#### [Stored items from a collection]
★ ★ ★ ★

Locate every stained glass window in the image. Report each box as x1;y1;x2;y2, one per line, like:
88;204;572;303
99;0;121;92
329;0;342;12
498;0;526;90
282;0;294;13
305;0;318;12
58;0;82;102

★ ★ ★ ★

Go through the data above and repeat all of it exactly.

#### [ANSWER TO THIS PROBLEM]
Locate every stained glass window in the image. Report each box as x1;y1;x2;y2, one per line, like:
88;204;572;303
99;0;121;92
329;0;342;12
498;0;526;90
282;0;294;13
305;0;318;12
58;0;82;102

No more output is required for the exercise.